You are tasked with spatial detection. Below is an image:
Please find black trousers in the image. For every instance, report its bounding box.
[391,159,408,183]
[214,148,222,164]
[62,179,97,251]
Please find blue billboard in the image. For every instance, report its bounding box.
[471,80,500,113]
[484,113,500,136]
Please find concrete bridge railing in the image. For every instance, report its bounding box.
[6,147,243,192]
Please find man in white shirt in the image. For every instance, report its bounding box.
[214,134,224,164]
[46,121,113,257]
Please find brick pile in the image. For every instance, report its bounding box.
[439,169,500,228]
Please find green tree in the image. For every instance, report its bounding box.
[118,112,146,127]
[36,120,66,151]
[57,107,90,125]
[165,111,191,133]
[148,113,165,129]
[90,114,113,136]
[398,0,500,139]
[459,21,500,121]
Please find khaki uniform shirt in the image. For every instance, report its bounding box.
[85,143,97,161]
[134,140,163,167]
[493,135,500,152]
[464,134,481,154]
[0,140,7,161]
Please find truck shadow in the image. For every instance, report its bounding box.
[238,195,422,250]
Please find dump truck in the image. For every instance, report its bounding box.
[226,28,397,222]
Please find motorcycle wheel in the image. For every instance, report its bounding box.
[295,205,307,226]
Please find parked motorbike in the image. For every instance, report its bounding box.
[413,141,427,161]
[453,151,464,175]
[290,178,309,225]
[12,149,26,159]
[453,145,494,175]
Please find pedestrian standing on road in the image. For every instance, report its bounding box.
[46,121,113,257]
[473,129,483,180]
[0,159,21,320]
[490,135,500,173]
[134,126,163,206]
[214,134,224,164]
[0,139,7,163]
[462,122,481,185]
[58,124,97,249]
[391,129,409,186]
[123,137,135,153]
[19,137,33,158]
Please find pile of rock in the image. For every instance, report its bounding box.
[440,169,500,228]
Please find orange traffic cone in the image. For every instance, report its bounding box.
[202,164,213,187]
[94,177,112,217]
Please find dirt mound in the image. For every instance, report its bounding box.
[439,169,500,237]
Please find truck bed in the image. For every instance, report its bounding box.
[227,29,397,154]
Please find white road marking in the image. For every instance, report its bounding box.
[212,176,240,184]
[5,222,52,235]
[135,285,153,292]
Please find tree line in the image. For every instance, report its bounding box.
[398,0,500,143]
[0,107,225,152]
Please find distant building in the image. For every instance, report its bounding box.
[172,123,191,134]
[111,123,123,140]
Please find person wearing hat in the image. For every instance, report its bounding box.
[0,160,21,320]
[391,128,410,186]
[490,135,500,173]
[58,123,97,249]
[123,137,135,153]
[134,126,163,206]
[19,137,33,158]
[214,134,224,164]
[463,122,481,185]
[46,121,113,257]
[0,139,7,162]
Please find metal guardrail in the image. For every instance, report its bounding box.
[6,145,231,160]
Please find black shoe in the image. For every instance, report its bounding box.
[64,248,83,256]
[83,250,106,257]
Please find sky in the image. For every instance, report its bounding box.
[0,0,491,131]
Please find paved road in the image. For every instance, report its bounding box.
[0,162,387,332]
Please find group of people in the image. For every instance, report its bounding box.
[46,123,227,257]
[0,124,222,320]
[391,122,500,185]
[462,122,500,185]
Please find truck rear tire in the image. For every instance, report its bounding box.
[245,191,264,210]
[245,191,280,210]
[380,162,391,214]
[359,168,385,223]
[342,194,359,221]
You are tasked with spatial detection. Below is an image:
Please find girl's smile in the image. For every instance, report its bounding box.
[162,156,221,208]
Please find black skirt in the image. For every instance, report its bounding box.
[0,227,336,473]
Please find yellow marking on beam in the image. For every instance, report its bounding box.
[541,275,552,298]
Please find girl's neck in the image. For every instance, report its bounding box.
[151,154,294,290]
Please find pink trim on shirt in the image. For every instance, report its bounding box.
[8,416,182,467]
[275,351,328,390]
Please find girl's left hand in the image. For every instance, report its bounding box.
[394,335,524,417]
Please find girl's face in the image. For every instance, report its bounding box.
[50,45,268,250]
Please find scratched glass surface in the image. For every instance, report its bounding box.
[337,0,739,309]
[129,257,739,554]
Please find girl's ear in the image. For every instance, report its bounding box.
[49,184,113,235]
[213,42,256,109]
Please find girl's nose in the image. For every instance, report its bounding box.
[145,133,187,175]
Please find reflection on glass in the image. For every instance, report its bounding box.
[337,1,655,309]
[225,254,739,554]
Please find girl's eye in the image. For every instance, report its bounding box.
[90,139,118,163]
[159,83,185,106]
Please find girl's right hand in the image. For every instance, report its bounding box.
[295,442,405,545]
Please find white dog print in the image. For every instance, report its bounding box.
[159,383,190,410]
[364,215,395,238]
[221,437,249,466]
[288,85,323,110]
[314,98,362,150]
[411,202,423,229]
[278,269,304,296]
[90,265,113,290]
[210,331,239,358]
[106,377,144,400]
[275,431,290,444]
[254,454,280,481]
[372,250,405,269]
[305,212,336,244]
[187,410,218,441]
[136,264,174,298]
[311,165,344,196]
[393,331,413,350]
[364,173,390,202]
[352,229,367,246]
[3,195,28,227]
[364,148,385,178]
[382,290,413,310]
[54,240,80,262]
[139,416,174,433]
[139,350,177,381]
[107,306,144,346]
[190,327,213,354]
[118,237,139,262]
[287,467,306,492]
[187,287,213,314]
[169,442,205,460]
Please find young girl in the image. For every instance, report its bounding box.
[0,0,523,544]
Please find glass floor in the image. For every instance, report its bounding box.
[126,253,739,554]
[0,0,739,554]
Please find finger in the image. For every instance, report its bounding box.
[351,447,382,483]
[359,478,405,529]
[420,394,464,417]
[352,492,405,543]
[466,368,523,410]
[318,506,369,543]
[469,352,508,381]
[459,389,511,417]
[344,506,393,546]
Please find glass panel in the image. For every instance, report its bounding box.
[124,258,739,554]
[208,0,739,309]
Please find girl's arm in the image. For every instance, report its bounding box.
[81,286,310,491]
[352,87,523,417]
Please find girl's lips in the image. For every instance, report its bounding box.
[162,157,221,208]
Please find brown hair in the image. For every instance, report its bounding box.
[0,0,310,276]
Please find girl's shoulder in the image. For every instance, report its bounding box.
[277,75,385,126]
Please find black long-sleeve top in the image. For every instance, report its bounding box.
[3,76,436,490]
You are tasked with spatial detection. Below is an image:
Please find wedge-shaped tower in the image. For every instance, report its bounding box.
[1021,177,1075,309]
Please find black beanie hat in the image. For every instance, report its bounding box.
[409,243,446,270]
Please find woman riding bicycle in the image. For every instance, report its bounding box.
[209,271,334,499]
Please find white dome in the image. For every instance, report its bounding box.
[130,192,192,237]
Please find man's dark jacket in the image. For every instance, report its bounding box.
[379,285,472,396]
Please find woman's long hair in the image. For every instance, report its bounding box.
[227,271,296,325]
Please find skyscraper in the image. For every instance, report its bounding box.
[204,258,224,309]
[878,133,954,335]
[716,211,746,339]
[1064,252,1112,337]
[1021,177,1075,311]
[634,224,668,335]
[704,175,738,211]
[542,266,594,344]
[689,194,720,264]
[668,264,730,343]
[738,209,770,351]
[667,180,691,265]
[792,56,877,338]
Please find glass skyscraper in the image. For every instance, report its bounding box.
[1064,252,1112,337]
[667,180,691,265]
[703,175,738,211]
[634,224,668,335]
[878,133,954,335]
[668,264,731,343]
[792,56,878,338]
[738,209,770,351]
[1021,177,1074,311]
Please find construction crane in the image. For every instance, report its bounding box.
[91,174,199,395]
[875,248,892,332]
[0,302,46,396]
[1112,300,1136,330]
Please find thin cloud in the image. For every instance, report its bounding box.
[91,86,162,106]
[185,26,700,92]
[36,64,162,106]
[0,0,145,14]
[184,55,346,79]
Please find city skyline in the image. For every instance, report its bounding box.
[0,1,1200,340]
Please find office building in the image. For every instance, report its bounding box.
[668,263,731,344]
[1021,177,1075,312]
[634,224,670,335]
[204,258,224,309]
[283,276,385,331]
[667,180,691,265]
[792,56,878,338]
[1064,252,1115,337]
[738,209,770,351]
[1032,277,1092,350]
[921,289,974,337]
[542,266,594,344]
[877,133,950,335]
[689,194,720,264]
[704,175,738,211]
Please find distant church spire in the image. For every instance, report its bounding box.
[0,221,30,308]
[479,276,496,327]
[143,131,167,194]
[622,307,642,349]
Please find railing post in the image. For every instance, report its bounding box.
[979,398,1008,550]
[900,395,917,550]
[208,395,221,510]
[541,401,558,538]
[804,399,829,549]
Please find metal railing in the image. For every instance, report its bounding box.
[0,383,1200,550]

════

▸ **GOAL**
Give the lines of the records as a numbered list, starting at the line that contains "Please find woman riding" and ending at the line that contains "[0,1,1200,340]". Include only those lines, both ends among them, and leave out any blank lines.

▸ **TASK ANSWER**
1. Please find woman riding bicycle in the image. For every instance, report its bounding box.
2. [209,271,334,499]
3. Please find white dome in the image. For every instance, report its bounding box.
4. [130,192,192,237]
5. Please find man's dark jacket in the image. For every instance, report its bounding box.
6. [379,285,472,396]
7. Please find woman's long hair in the image. For every instance, report its bounding box.
8. [227,271,296,325]
9. Please find skyscraper in the image. For every instance, report its bounding box.
10. [204,258,224,309]
11. [878,133,954,335]
12. [716,211,746,339]
13. [1064,252,1112,337]
14. [1021,177,1075,311]
15. [634,224,668,335]
16. [704,175,738,211]
17. [542,266,594,344]
18. [689,194,720,264]
19. [668,264,730,343]
20. [738,209,770,351]
21. [667,180,691,265]
22. [792,56,877,338]
23. Please find glass skyscraper in the image. For every instance, report its bounding box.
24. [1064,252,1112,337]
25. [667,180,691,265]
26. [703,175,738,211]
27. [634,224,668,335]
28. [878,133,954,335]
29. [668,264,731,343]
30. [792,56,878,338]
31. [738,209,770,351]
32. [1021,177,1074,311]
33. Please find construction crane in the image. For every instance, report its bounding box.
34. [91,174,199,395]
35. [875,248,892,332]
36. [0,302,46,396]
37. [1112,300,1136,330]
38. Please find thin cloud in the image. For every instance, report its bounding box.
39. [91,86,162,106]
40. [185,26,700,92]
41. [36,64,162,106]
42. [0,0,145,14]
43. [184,55,346,79]
44. Please find city skyline in the image. For every instance, report its bounding box.
45. [0,1,1200,340]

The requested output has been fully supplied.